■ **Okuma parçası**:
Pekin'in hem İran hem de Arap güvenlik çıkarlarını tam anlamıyla tatmin etmesi neredeyse imkansız. Aralık 2022'de Çin Devlet Başkanı Xi Jinping Riyad'a gitti ve Körfez İş Birliği Konseyi temsilcileriyle ortak bir bildiri yayınladı. Çin'in geniş diplomatik yaklaşımına rağmen, BAE ile İran arasındaki toprak anlaşmazlığını görmezden gelmesi Tahran'ın eleştirilerine yol açtı. Öfkeli İranlı internet kullanıcıları tarafından Çin'in Tayvan üzerindeki hak iddiasını tanımaktan karşılıklı olarak geri çekilmesi yönünde çağrılar yapıldı.

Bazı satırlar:
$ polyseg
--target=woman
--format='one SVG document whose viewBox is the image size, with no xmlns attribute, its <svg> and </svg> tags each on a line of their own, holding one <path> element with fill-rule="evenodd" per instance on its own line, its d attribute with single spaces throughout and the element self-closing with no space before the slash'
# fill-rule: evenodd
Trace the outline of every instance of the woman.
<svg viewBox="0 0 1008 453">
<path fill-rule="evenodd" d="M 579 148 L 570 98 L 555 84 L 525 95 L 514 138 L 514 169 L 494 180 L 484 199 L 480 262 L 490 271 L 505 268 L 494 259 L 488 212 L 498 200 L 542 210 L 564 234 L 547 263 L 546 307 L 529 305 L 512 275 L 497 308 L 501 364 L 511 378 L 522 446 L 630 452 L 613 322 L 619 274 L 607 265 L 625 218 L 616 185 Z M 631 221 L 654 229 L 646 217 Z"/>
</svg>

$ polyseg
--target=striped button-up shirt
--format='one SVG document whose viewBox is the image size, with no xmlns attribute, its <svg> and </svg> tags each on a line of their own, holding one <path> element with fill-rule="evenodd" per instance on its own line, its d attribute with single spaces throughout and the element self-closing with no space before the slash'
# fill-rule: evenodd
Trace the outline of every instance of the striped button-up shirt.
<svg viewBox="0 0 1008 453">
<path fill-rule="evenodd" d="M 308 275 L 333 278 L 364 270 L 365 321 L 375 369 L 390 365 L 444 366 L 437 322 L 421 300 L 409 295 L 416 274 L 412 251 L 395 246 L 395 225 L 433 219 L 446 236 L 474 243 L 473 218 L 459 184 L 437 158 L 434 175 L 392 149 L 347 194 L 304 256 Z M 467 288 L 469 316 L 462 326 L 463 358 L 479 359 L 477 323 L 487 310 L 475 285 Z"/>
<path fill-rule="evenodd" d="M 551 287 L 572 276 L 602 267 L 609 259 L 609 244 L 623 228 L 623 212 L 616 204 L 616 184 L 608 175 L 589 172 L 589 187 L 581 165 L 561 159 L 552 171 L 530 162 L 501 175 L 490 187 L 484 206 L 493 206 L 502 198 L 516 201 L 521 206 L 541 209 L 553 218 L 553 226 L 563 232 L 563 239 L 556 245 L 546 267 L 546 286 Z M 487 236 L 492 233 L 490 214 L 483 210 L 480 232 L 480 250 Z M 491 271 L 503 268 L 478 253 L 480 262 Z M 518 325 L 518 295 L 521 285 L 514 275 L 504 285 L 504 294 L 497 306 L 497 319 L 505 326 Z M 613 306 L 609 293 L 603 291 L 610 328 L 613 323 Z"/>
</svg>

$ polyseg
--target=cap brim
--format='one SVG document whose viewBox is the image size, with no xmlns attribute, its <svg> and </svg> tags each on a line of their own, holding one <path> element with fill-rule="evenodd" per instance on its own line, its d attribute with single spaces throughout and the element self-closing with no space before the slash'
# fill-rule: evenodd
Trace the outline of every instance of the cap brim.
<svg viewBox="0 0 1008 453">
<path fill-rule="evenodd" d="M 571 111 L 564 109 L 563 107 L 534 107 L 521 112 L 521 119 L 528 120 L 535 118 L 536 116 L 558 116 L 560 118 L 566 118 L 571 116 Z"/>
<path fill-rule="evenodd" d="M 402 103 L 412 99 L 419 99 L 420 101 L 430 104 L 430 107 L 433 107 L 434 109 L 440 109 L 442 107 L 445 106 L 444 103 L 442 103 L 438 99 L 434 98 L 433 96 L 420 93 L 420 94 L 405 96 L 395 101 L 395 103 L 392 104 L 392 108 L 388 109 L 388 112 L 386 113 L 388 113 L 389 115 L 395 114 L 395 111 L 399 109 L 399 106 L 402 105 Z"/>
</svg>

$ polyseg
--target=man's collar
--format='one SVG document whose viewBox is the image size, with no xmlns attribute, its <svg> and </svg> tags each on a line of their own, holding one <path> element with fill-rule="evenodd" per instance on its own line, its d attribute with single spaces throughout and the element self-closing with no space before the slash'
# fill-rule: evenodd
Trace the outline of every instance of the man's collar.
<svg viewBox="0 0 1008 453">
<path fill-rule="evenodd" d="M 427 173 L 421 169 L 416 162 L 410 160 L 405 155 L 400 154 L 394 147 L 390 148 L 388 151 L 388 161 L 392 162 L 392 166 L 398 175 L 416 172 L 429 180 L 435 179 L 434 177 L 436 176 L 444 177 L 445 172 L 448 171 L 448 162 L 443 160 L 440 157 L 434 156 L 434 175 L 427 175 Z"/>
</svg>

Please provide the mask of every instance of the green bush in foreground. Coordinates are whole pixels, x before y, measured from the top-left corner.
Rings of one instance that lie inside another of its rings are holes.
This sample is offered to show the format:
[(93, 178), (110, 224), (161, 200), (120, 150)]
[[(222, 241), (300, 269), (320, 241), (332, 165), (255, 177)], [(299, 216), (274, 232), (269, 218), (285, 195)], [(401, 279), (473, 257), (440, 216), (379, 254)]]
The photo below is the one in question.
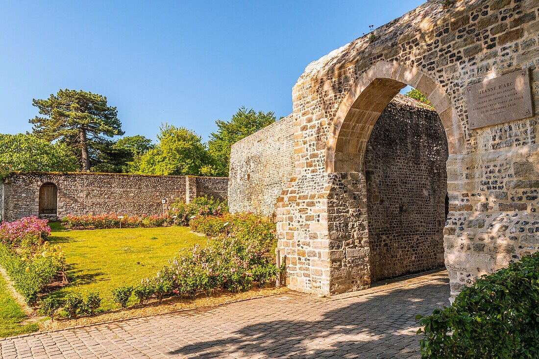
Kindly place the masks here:
[(64, 299), (64, 310), (67, 317), (74, 319), (81, 308), (84, 308), (84, 299), (79, 293), (68, 293)]
[(114, 301), (121, 306), (122, 308), (127, 307), (127, 302), (129, 300), (131, 293), (133, 292), (133, 287), (125, 286), (112, 289), (112, 298)]
[(423, 358), (539, 357), (539, 252), (478, 279), (421, 318)]

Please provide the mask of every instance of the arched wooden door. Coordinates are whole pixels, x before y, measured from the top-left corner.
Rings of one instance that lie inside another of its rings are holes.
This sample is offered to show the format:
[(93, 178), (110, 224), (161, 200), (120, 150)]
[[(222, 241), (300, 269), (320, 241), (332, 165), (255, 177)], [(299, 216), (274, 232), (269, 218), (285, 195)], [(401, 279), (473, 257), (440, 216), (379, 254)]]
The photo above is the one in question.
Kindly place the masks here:
[(39, 214), (57, 214), (58, 189), (50, 182), (44, 183), (39, 188)]

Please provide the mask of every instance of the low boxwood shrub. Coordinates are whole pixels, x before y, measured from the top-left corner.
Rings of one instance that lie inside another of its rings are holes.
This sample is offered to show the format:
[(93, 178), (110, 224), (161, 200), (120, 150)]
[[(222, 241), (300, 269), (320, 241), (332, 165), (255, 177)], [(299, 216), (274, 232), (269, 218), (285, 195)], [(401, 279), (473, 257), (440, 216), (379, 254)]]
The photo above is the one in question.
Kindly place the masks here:
[(127, 308), (127, 302), (129, 301), (133, 292), (133, 287), (130, 286), (118, 287), (112, 289), (112, 298), (115, 302), (121, 306), (122, 308)]
[(146, 300), (151, 298), (155, 290), (148, 280), (142, 280), (140, 284), (133, 287), (133, 294), (139, 300), (139, 304), (144, 304)]
[[(77, 293), (69, 293), (64, 298), (64, 311), (66, 316), (70, 319), (77, 318), (79, 311), (84, 312), (84, 299)], [(82, 310), (81, 310), (82, 309)]]
[(423, 358), (539, 357), (539, 252), (465, 288), (421, 318)]
[(61, 303), (57, 298), (49, 296), (39, 302), (39, 313), (51, 317), (51, 319), (53, 321), (57, 311), (61, 306)]
[(84, 300), (84, 306), (89, 311), (91, 315), (93, 315), (95, 310), (99, 308), (102, 300), (99, 292), (91, 292), (88, 293)]

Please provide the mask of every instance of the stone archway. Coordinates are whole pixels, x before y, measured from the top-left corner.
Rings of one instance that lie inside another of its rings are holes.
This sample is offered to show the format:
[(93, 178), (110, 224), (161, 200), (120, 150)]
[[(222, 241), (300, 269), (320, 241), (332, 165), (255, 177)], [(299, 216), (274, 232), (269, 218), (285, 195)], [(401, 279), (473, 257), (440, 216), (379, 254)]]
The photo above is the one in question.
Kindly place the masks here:
[(327, 140), (326, 170), (333, 180), (327, 203), (330, 293), (370, 285), (365, 150), (381, 114), (406, 85), (417, 88), (434, 105), (445, 130), (450, 156), (466, 150), (452, 102), (428, 75), (396, 63), (381, 61), (359, 78), (341, 102)]
[(441, 86), (415, 68), (396, 62), (380, 61), (363, 73), (337, 110), (328, 135), (326, 172), (361, 171), (375, 122), (407, 85), (425, 94), (434, 106), (445, 129), (450, 155), (466, 151), (462, 125)]
[(39, 187), (40, 216), (56, 216), (58, 212), (58, 189), (52, 182), (45, 182)]
[[(260, 149), (267, 155), (265, 163), (284, 174), (282, 182), (263, 174), (251, 180), (271, 190), (266, 199), (275, 204), (290, 288), (329, 294), (369, 285), (362, 166), (373, 124), (404, 85), (434, 103), (447, 138), (444, 240), (452, 295), (539, 250), (534, 4), (471, 0), (444, 8), (427, 2), (310, 63), (292, 89), (289, 121), (233, 146), (231, 157)], [(503, 103), (470, 100), (492, 89), (487, 81), (517, 75), (526, 86), (515, 86), (512, 100), (525, 99), (522, 112), (499, 113)], [(495, 115), (486, 121), (485, 106)], [(278, 138), (272, 135), (281, 133), (286, 136), (278, 142), (291, 148), (267, 153)], [(289, 171), (283, 165), (288, 163)], [(239, 208), (231, 198), (231, 208)]]

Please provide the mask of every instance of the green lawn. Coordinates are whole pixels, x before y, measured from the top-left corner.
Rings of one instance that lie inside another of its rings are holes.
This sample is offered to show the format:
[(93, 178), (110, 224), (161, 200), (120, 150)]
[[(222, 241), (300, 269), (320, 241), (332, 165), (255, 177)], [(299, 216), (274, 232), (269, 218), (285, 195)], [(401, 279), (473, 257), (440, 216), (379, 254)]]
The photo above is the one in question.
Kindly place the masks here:
[(22, 322), (27, 317), (8, 292), (5, 281), (0, 275), (0, 337), (31, 333), (39, 329), (37, 323), (23, 324)]
[[(112, 300), (113, 288), (153, 277), (179, 250), (207, 240), (184, 227), (66, 231), (51, 224), (49, 241), (65, 252), (70, 284), (51, 295), (97, 291), (103, 310), (119, 307)], [(130, 303), (136, 301), (133, 296)]]

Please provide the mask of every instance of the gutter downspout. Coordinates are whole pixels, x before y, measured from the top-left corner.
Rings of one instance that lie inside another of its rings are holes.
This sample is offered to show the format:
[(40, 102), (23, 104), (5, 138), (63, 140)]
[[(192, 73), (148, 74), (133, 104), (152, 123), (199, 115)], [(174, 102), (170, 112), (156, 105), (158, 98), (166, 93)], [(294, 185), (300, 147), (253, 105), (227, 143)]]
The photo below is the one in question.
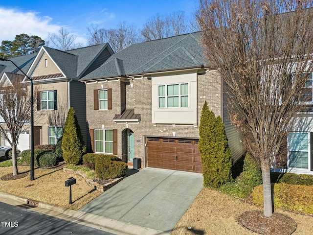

■ **Verilen görev**:
Okuma parçasında "Pekin'in hem İran" sözleriyle açılıp "yönünde çağrılar yapıldı." ile kapanan bölümü, "ortak bir bildiri" ifadesini "ortak bir açıklama" olarak değiştirip yeniden yazar mısın? Yukarıdaki satırlara bu iş için gerek yok.

■ **Çıktı**:
Pekin'in hem İran hem de Arap güvenlik çıkarlarını tam anlamıyla tatmin etmesi neredeyse imkansız. Aralık 2022'de Çin Devlet Başkanı Xi Jinping Riyad'a gitti ve Körfez İş Birliği Konseyi temsilcileriyle ortak bir açıklama yayınladı. Çin'in geniş diplomatik yaklaşımına rağmen, BAE ile İran arasındaki toprak anlaşmazlığını görmezden gelmesi Tahran'ın eleştirilerine yol açtı. Öfkeli İranlı internet kullanıcıları tarafından Çin'in Tayvan üzerindeki hak iddiasını tanımaktan karşılıklı olarak geri çekilmesi yönünde çağrılar yapıldı.